▸ GIVEN PROBLEM
Arrange all of the material below as a Markdown table with the columns Row and Line, numbering each row and skipping blank lines. Leave the pictures out of the table.
>>>>
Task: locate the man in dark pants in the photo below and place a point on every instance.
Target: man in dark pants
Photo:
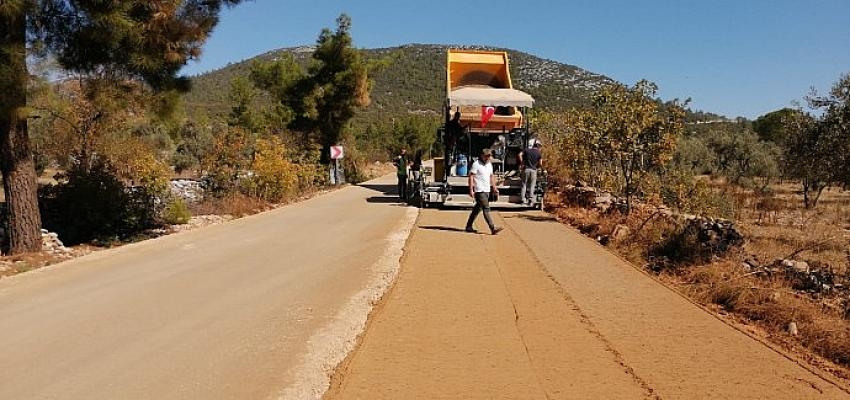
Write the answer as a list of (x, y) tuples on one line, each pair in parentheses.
[(481, 180), (401, 171), (530, 160)]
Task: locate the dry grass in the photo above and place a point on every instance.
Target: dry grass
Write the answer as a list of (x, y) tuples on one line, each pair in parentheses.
[(776, 227), (236, 204)]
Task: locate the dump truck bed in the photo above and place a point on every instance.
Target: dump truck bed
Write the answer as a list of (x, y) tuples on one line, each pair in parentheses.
[(483, 78)]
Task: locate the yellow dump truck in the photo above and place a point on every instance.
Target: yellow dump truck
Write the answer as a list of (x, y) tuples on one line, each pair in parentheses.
[(482, 110)]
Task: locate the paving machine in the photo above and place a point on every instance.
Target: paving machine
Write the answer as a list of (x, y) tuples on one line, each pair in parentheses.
[(482, 110)]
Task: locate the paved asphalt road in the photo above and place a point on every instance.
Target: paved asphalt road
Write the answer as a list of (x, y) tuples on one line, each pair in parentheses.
[(252, 309)]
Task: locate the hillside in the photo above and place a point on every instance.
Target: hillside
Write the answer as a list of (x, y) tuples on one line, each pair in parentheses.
[(414, 82)]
<<<<
▸ SOLVED PROBLEM
| Row | Line |
|---|---|
| 1 | Task: locate the man in dark pants in the photo below and place a point on every instance. |
| 2 | Target: man in dark pants |
| 3 | Photo: |
| 4 | Write the answer as a list of (x, y) tuples on one line, each pair in parentheses. |
| 5 | [(481, 180), (401, 171), (530, 160)] |
| 6 | Task: locate the dry grass in the photo above and place a point on every instance. |
| 7 | Target: dry grass |
| 8 | Write the answer as a list of (x, y) tuples on one line, each pair in parentheses. |
| 9 | [(776, 227), (236, 204)] |
| 10 | Task: locate the dump truck bed in the photo above and place a point on every instance. |
| 11 | Target: dump truck bed |
| 12 | Write the answer as a list of (x, y) tuples on one line, each pair in parentheses. |
| 13 | [(483, 78)] |
| 14 | Task: locate the yellow dump truck in the photo above and place a point on every instance. |
| 15 | Target: yellow dump truck |
| 16 | Write the answer as a list of (x, y) tuples on one line, each pair in parentheses. |
| 17 | [(482, 110)] |
| 18 | Task: locate the paving machine in the photo above and place a point on every instance. |
| 19 | Target: paving machine |
| 20 | Write the answer as a list of (x, y) tuples on one line, each pair in parentheses. |
| 21 | [(482, 110)] |
| 22 | Task: locate the paved asphalt road in the photo above and place a point on every instance. |
| 23 | Target: paved asphalt road |
| 24 | Write the answer as a list of (x, y) tuples on one line, each pair in parentheses. |
| 25 | [(252, 309)] |
| 26 | Task: locate the hillside in the photo above and place a point on every instance. |
| 27 | Target: hillside |
| 28 | Write the answer as a list of (x, y) tuples on one line, each pair in parentheses. |
| 29 | [(414, 82)] |